537ème semaine politique: comment le terrorisme a réveillé la bêtise politique française.

Publié le 19 août 2017 par Juan

 

Où l'on évoque cette horreur à laquelle on s'habitue, sans pour autant l'accepter, cette violence qui appelle la bêtise, le manque de sang-froid et de retenue, les esprits qui s'échauffent et ceux qui font ainsi le jeu des terroristes. 


La semaine précédente s'était achevée sur des images improbables de nazis vociférant dans les rues d'une ville de Virginie, une voiture précipitée contre les contre-manifestants pour tuer et blesser, et un défilé de milices surarmées. La suivante s'est achevée dans l'horreur d'un nouvel attentat à Barcelone, répliquant le modèle de Nice le 14 juillet 2016.
Terrorisme nazi
 A Charlottesville en Virginie, la menace de dépôt de la statue d'un général sudiste a attiré une manifestation de quelques milliers de soutiens. On a pu voir défiler des skinheads, des pères de famille exhibant leur tatouage de croix gammées, des suprémacistes blancs et autres antisémites vociférant leur haine de l'autre, ou des nostalgiques du KKK. Ce défilé était une démonstration de force, il visait à faire peur, à terroriser "l'ennemi". Il n'en fut rien.
Devant ces images d'un autre temps, la cohorte des contre-manifestants a au contraire rapidement grandi, puis des heurts, des coups de poing ou de matraque, et, samedi, l'un de ces nazis précipite sa voiture pour tuer et blesser dans la foule. Cet attentat est mollement dénoncé par Trump le samedi. Puis le président se reprend le dimanche.

****

Énoncé 1 ▸ Parmi les lignes qui suivent, restituez telles quelles tout ce qui va de la ligne contenant "Objective — one point per instance of the market" jusqu'à celle contenant "[[133, 45], [26, 25], [340, 15]]", ces deux lignes comprises.

****

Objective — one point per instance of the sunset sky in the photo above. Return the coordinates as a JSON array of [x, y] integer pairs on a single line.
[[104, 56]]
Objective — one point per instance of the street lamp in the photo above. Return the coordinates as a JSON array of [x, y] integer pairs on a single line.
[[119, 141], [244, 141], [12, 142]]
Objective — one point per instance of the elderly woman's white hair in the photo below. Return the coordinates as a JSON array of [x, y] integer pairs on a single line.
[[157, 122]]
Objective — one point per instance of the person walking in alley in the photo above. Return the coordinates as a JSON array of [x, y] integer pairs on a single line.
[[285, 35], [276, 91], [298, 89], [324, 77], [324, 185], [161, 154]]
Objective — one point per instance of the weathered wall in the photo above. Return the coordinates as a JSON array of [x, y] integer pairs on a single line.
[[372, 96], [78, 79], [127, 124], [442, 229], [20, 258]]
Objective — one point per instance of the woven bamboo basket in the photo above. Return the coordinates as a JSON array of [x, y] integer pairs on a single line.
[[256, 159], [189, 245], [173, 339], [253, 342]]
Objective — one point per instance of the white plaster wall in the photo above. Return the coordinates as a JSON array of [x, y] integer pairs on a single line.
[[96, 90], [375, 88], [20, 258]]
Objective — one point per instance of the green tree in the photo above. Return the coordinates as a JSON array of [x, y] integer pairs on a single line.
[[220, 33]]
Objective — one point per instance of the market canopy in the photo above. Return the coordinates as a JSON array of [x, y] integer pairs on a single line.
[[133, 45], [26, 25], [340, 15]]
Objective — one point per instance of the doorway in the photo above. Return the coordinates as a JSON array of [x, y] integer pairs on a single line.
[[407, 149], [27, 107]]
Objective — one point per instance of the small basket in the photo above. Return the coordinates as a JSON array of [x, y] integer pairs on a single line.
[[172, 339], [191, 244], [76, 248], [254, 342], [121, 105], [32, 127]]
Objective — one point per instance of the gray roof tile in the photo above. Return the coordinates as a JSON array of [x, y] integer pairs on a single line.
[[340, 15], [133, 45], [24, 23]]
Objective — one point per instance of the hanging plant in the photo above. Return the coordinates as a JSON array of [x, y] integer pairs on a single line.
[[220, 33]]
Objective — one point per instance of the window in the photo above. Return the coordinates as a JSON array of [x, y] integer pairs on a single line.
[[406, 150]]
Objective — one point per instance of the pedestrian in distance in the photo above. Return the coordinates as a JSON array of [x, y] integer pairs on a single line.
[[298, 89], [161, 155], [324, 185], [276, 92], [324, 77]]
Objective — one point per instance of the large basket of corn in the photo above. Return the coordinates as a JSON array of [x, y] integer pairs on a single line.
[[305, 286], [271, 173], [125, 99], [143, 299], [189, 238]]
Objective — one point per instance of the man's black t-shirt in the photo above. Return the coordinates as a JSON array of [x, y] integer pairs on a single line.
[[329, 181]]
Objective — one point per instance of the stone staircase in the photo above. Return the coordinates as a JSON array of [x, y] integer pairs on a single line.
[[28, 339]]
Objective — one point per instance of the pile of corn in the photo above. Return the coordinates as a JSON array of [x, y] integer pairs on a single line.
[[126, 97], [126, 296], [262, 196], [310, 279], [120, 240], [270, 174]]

****

Énoncé 2 ▸ Renvoyez mot pour mot le passage de l'extrait de page ci-dessus qui va de "Publié le 19" jusqu'à "jeu des terroristes.", bornes incluses.

Réponse complète 1 ▸
Objective — one point per instance of the market canopy in the photo above. Return the coordinates as a JSON array of [x, y] integer pairs on a single line.
[[133, 45], [26, 25], [340, 15]]

Réponse complète 2 ▸
Publié le 19 août 2017 par Juan

 

Où l'on évoque cette horreur à laquelle on s'habitue, sans pour autant l'accepter, cette violence qui appelle la bêtise, le manque de sang-froid et de retenue, les esprits qui s'échauffent et ceux qui font ainsi le jeu des terroristes.